### Quoted passage
+ + + + + + +
The BIA’s decision likewise does not indicate that it considered Dr. Wakefield’s affidavits. In his brief to the BIA, Hernandez argued that “[t]he IJ failed to evaluate the expert psychiatric opinion which establishes the atypically severe psychological effects Respondent’s deportation would have on his mother.” Despite the fact that Hernandez explicitly drew the BIA’s attention to this evidence, the BIA’s decision says nothing about Dr. Wake-field’s affidavits. Instead the BIA’s discussion of whether Hernandez’s family would suffer extreme hardship simply concludes that Mrs. Avila did not need financial support from her son, and that the IJ’s “factual findings were not clearly erroneous.” The BIA’s focus on this different, and clearly less extreme, element of hardship makes it unlikely that it considered Dr. Wakefield’s affidavits either.
+ + + + + + +
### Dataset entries

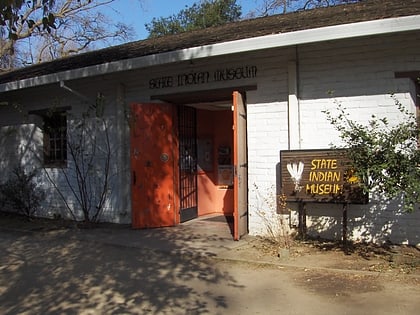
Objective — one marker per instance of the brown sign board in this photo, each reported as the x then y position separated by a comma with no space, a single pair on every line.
319,176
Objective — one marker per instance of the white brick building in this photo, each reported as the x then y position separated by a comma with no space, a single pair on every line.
283,68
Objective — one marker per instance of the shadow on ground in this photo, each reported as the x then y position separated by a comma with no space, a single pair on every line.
59,272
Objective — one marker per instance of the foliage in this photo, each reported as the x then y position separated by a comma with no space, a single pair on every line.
269,7
271,209
12,19
386,157
199,16
88,173
46,30
22,192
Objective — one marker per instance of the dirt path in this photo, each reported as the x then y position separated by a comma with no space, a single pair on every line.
62,272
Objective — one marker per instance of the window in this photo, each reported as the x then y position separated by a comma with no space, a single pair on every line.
55,139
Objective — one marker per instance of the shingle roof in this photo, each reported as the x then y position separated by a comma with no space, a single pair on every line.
365,10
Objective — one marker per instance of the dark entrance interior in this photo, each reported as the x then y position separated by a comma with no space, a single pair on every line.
187,129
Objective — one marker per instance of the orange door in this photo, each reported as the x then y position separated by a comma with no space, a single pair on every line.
154,160
240,181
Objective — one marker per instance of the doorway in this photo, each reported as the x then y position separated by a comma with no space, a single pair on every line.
187,137
166,165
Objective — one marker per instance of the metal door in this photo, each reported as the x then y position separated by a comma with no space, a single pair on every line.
187,136
154,156
240,161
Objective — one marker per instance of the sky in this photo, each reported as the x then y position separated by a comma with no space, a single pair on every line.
137,13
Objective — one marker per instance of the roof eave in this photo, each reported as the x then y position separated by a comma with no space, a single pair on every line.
329,33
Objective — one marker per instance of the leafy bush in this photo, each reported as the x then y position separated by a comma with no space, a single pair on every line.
386,157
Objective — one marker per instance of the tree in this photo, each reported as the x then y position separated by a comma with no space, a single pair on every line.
270,7
200,15
87,175
10,16
386,157
73,26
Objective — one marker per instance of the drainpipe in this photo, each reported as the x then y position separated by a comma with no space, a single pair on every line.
294,137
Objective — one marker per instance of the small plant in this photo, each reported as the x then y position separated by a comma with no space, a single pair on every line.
272,210
21,192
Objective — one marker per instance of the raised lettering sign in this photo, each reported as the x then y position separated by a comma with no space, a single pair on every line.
319,176
203,77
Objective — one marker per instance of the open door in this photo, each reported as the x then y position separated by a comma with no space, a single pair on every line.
154,161
240,181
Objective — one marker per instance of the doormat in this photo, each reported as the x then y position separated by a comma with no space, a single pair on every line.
220,218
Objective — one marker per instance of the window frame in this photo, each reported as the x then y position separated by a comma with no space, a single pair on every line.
55,139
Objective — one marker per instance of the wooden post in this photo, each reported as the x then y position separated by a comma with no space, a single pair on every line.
345,206
302,220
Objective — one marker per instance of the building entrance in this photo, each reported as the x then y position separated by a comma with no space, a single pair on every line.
187,133
189,161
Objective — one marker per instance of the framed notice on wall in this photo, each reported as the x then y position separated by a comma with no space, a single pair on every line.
225,175
319,176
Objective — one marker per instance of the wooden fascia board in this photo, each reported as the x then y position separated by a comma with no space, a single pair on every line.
329,33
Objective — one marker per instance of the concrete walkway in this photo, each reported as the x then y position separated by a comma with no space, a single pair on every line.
194,268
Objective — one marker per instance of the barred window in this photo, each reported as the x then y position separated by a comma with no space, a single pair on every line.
55,139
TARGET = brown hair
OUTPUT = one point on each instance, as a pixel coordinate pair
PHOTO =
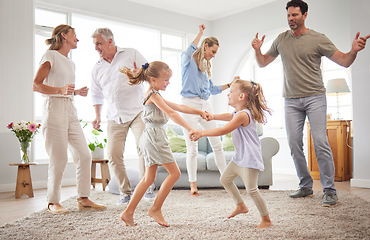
(56, 40)
(255, 100)
(147, 71)
(199, 54)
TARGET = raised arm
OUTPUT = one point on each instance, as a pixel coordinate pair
(39, 86)
(346, 59)
(240, 119)
(201, 31)
(262, 59)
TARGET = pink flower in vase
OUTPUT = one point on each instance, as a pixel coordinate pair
(32, 127)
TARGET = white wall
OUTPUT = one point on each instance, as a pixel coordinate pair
(361, 96)
(16, 45)
(337, 19)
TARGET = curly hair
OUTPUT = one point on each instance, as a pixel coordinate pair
(199, 54)
(147, 71)
(255, 100)
(56, 39)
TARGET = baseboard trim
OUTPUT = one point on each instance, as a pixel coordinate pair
(37, 185)
(363, 183)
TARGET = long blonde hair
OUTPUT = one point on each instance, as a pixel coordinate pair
(147, 71)
(255, 100)
(56, 40)
(199, 55)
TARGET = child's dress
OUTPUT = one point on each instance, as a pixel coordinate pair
(154, 142)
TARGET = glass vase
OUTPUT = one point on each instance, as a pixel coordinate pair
(25, 147)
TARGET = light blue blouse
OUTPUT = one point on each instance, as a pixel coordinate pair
(194, 82)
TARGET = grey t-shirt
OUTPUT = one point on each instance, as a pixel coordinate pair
(301, 57)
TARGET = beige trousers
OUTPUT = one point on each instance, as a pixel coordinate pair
(250, 179)
(116, 139)
(61, 129)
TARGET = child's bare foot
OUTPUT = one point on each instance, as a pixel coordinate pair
(128, 219)
(158, 217)
(265, 223)
(240, 208)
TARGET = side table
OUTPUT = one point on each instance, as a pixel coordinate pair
(105, 176)
(24, 182)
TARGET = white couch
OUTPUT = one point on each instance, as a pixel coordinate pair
(208, 175)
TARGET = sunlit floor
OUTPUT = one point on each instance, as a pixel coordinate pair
(12, 209)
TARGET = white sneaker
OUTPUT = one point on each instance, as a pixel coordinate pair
(149, 194)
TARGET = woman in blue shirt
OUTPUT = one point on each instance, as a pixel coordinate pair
(196, 90)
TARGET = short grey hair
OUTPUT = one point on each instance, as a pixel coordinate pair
(105, 33)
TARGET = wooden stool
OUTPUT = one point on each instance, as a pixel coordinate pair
(104, 173)
(24, 182)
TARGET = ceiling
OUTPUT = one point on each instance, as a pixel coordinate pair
(204, 9)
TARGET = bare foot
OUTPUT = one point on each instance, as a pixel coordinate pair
(265, 223)
(240, 208)
(193, 189)
(85, 202)
(128, 219)
(158, 217)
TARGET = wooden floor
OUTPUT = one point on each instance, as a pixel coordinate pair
(12, 209)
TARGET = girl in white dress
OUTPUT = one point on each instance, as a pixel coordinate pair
(154, 142)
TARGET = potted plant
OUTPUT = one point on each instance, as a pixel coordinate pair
(96, 144)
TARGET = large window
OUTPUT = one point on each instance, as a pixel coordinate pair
(271, 80)
(153, 43)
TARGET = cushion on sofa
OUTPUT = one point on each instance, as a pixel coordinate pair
(181, 162)
(210, 159)
(202, 142)
(177, 143)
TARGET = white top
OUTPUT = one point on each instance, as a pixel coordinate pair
(247, 145)
(62, 71)
(124, 101)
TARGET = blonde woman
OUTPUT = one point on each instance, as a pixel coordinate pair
(196, 90)
(55, 79)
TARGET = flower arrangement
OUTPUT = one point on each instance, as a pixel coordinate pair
(24, 131)
(96, 141)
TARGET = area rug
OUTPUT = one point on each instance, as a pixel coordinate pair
(203, 217)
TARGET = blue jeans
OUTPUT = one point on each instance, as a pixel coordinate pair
(296, 110)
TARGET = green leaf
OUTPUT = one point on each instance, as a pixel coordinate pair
(91, 146)
(95, 132)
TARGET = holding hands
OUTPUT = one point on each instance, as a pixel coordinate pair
(359, 42)
(194, 135)
(202, 27)
(207, 116)
(257, 43)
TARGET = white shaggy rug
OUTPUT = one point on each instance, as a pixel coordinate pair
(203, 217)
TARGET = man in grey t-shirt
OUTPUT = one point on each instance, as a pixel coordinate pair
(301, 50)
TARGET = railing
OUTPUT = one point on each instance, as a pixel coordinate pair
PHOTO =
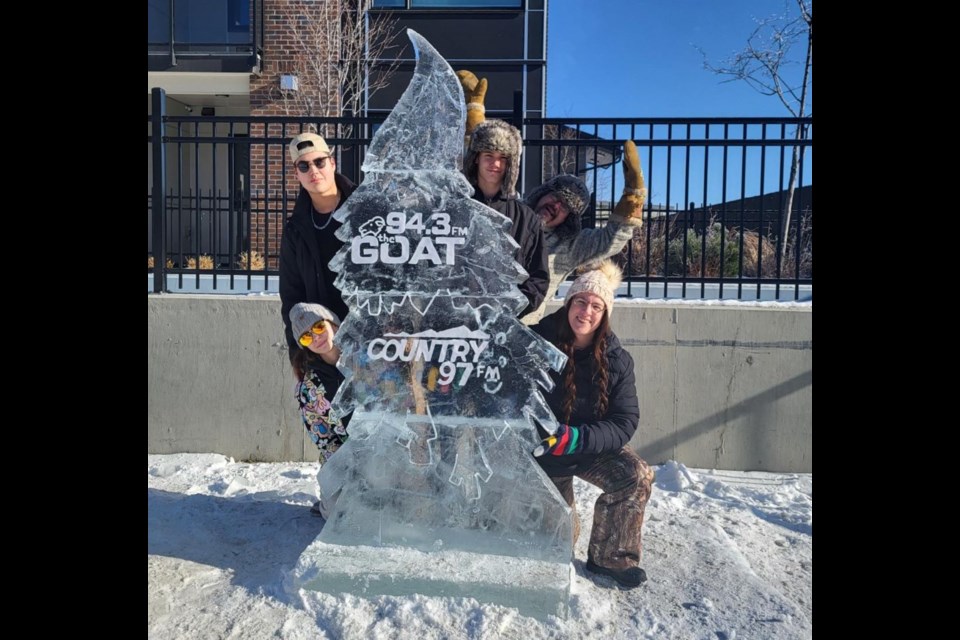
(715, 223)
+ + + + + + +
### Problem statement
Do these statements agree with the passage about the BIA's decision? For each, answer yes or no and quote the words that decide it. 1. Hernandez's brief to the BIA argued that the IJ did not evaluate the expert psychiatric opinion. 2. The BIA's decision discusses Dr. Wakefield's affidavits. 3. The BIA concluded that Mrs. Avila needed financial support from her son. Rely only on the passage about the BIA's decision.

### Answer to this task
1. Yes: "failed to evaluate the expert psychiatric opinion"
2. No: "the BIA’s decision says nothing about Dr. Wake-field’s affidavits"
3. No: "Mrs. Avila did not need financial support from her son"